**Short problem 1**
Transcribe the part of the post on collation processing starting at "Well, collation processing" and ending at "expression.".
**Short problem 2**
According to the post on collation processing, why are comparison operators able to construct appropriate pathkeys for index scans in the planning phase? Answer in one to three sentences.
**Short problem 3**
Resume the post on collation processing after its last sentence.

Well, collation processing happens in two phases. Initially collate
information is provided by the columns in the query, explicit clauses,
etc. These are indeed attached to the values. From here the collations
of expressions are determined. The SQL committee thought up a bunch of
actually quite logical rules here. Explicit overrides implicit,
implicit overrides default. Both explicit or both implicit is an error,
etc. Note error state is only a problem if you use it for sorting or
comparison, otherwise it is ignored.

This phase of processing happens in the parse analysis, the end result
being that every expression should have a collation set, and every
operator where it matters has consistant collation information for its
arguments. So at this point the collation should be attached to the
expression.

In the planning phase however, all collation information is ignored
except where it matters, which is the comparison operators and ORDER BY
and similar. By the previous phase all comparison operators should have
a defined collation for its arguments and thus for itself, this allows
it to construct appropriate pathkeys for index scans, etc.

**Stored data**
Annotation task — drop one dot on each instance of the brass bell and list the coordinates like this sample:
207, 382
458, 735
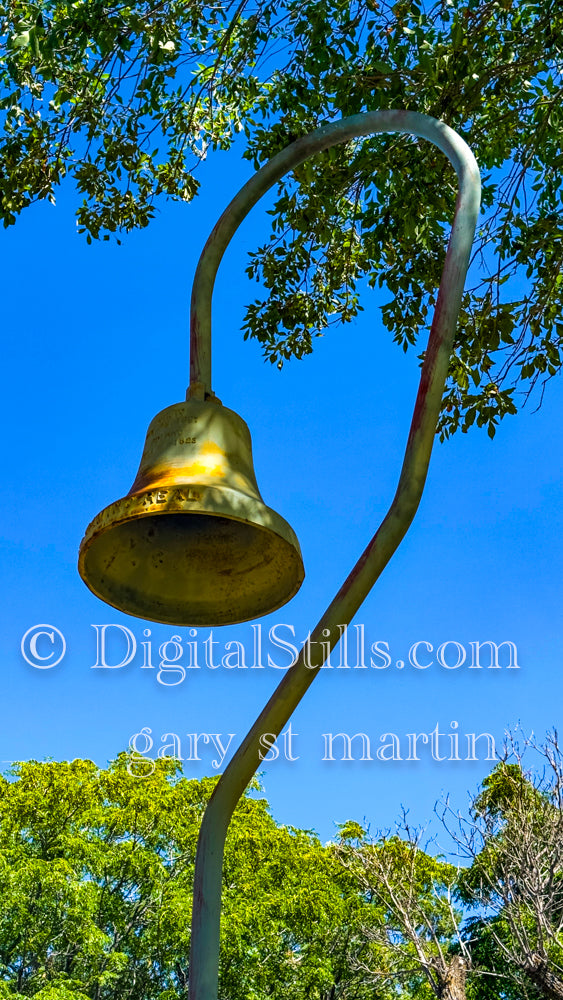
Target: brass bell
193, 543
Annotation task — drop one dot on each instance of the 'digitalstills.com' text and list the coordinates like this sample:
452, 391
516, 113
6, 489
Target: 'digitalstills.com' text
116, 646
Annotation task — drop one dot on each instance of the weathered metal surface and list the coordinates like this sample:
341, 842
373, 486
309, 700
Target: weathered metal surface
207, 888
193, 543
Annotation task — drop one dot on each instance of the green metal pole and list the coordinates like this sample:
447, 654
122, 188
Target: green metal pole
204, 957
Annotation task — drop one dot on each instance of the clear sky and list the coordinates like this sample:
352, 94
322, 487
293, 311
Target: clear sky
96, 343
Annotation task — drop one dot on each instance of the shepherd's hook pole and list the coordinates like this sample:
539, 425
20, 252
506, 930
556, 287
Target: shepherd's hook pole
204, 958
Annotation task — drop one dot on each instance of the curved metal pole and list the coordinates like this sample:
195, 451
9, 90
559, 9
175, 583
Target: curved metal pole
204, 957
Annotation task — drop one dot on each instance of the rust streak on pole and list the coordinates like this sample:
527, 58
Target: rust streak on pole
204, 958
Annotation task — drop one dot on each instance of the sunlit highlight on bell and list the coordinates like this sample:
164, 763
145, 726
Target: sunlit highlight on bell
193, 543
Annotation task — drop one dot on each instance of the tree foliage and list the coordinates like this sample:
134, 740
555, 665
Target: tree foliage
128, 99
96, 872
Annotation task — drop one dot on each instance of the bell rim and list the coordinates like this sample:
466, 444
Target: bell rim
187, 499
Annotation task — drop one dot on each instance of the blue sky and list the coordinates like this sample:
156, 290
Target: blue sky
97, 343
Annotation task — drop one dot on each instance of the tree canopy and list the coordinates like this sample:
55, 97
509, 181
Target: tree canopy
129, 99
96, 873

* * *

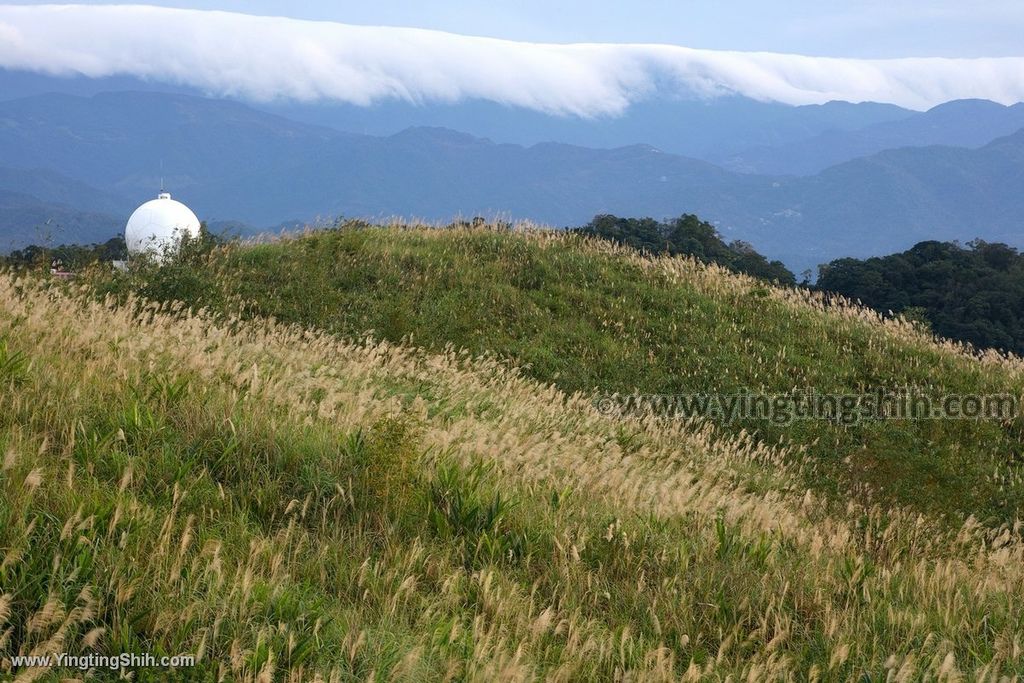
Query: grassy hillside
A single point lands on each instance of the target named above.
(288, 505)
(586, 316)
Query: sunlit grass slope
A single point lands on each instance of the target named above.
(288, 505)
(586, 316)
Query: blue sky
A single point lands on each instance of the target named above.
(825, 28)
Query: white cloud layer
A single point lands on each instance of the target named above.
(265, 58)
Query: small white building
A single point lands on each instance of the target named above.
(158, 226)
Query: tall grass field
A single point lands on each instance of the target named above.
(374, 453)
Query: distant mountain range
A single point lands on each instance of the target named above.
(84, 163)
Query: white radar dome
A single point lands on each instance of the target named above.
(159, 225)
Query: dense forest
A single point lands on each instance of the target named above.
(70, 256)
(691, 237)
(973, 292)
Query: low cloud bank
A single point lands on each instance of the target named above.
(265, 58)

---

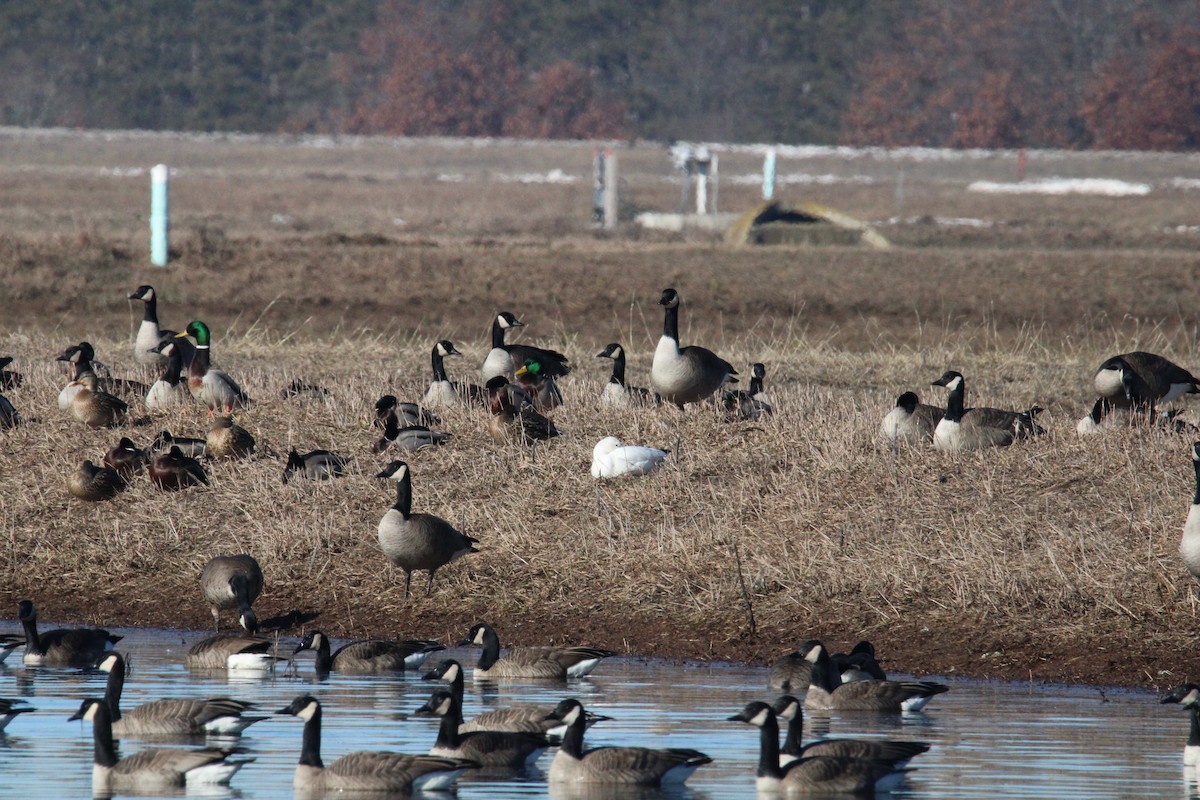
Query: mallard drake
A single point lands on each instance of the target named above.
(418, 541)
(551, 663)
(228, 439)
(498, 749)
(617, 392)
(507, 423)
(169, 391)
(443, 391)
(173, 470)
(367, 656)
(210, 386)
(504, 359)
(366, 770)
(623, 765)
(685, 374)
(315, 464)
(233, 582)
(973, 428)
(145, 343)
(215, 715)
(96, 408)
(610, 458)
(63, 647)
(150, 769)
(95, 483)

**Written response 1**
Well, collation processing happens in two phases. Initially collate
information is provided by the columns in the query, explicit clauses,
etc. These are indeed attached to the values. From here the collations
of expressions are determined. The SQL committee thought up a bunch of
actually quite logical rules here. Explicit overrides implicit,
implicit overrides default. Both explicit or both implicit is an error,
etc. Note error state is only a problem if you use it for sorting or
comparison, otherwise it is ignored.

This phase of processing happens in the parse analysis, the end result
being that every expression should have a collation set, and every
operator where it matters has consistant collation information for its
arguments. So at this point the collation should be attached to the
expression.

**Written response 2**
By the end of the parse analysis phase, every comparison operator already has a defined collation for its arguments, and therefore for itself. That collation information lets it construct appropriate pathkeys for index scans.

**Written response 3**
I havn't looked at the patch, perhaps it confuses the information in
the two phases but the basic idea seems to me:

- parse analysis - collation in expressions
- planning - collation in path key

> Or, to put it another way: the properties that define a sort order are
> the sort comparison operator, the collation, the ASC/DESC bit, and the
> NULLS FIRST/LAST bit.  Given the way that the SQL committee has
> constructed the language, the operator and the two flag bits are
> attached to the ORDER BY clause, but the collation is a property of the
> expression-to-be-sorted.  If we fail to preserve that distinction in the
> internal representation, we're just creating problems for ourselves.

The assigning of the collation to expressions is simply the method for
getting the collation information to the operators. Mainly because 99%
of the time there will be no explicit clauses in the queries, so the
information has to get there by other means.

Hope this helps,
--
Martijn van Oosterhout   <kleptog@svana.org>   http://svana.org/kleptog/
> Patriotism is when love of your own people comes first; nationalism,
> when hate for people other than your own comes first.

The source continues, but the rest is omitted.